La situazione è grave. Lo Yemen è sull’orlo di una crisi sanitaria gravissima provocata dal colera e dalla carestia. I mezzi d’informazione occidentali si occupano pochissimo di queste atrocità. Il dottor Homer Venters dell’organizzazione Physicians for human rights ha affermato che lo Yemen è un caso esemplare di come “la malattia diventa un’arma”. I crimini di guerra sono innumerevoli.

Un assedio medievale
Nel frattempo il Consiglio di sicurezza delle Nazioni Unite ha taciuto sull’assedio medievale che ha strangolato il popolo yemenita, e nessuna delle numerose risoluzioni dell’Onu ha condannato l’Arabia Saudita per la sua guerra e per l’embargo imposto allo Yemen che in pratica lo condanna a un genocidio.

Solo nel giugno di quest’anno il presidente del Consiglio di sicurezza, l’ambasciatore boliviano Sacha Sergio Llorentty Solíz, ha sollecitato l’installazione di gru al porto di Hudayadah (bombardato dai sauditi) e la riapertura dell’aeroporto internazionale di Sanaa. Ma non c’è stata una parola sul fatto che l’embargo imposto al popolo yemenita è una violazione della libertà di movimento (articolo 13 della dichiarazione universale dei diritti umani).

A gennaio del 2016, riferendosi alla situazione in Siria, l’allora segretario generale dell’Onu Ban Ki-moon aveva detto: “La morte per fame utilizzata come arma rappresenta un crimine di guerra”. Nessuna dichiarazione del genere è mai stata fatta riguardo l’assedio dell’Arabia Saudita.

Di recente il coordinatore delle Nazioni Unite per le operazioni umanitarie in Yemen, Jamie McGoldrick, ha dichiarato di essere in contatto con il governo saudita e i suoi alleati yemeniti. McGoldrick ha chiesto personalmente ai sauditi di consentire la piena riapertura dell’aeroporto (al momento solo pochi voli possono atterrare). Le Nazioni Unite hanno chiesto ai sauditi di consentire ogni settimana a uno o due voli umanitari di lasciare Sanaa. Il ponte aereo potrebbe passare per l’Arabia Saudita, e questo consentirebbe agli agenti dell’intelligence saudita di controllare i passeggeri. Perfino questo è troppo per Riyadh, che non ha acconsentito. “È come essere intrappolati in una mentalità da assedio”, ha commentato McGoldrick. “È diventata una tattica di guerra e credo che sia davvero ingiusto”. È più che ingiusto: è un crimine di guerra.

Gli Stati Uniti rifiuteranno di riarmare l’Arabia Saudita che continua a colpire lo Yemen?

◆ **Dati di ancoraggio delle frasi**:
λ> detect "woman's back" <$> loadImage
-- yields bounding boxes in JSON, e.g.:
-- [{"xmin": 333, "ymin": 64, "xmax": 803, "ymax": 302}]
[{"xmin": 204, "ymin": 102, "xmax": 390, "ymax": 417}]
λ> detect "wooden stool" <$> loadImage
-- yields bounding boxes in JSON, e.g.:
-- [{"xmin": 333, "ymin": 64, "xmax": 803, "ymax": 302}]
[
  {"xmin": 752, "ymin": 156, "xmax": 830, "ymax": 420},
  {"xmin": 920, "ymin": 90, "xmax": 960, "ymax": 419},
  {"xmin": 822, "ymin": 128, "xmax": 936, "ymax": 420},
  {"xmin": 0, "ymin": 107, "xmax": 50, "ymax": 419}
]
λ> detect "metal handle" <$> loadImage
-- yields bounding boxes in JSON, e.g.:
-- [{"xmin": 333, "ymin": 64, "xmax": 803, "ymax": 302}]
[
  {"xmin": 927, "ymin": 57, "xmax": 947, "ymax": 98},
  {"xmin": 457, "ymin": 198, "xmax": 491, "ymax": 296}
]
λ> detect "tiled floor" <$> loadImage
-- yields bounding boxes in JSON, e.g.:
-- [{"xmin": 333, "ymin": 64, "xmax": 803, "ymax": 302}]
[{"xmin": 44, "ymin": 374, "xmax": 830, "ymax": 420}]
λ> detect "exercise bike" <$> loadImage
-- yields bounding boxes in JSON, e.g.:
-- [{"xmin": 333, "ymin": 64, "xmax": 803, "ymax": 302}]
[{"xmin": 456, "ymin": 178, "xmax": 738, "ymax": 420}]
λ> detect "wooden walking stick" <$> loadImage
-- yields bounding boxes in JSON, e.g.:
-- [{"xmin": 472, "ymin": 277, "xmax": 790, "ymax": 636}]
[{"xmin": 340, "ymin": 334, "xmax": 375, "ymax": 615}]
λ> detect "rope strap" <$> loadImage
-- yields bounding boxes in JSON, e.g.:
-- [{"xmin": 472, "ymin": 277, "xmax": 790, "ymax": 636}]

◆ **Consegna**:
Rispondi a queste domande sul testo sullo Yemen.
1. Chi ha affermato che lo Yemen è un caso esemplare di come "la malattia diventa un'arma"?
2. Quale articolo della dichiarazione universale dei diritti umani viene citato a proposito della libertà di movimento?
3. Quanti voli umanitari a settimana le Nazioni Unite hanno chiesto ai sauditi di lasciar partire da Sanaa?

◆ **Risposta**:
1. Il dottor Homer Venters dell'organizzazione Physicians for human rights.
2. L'articolo 13.
3. Uno o due.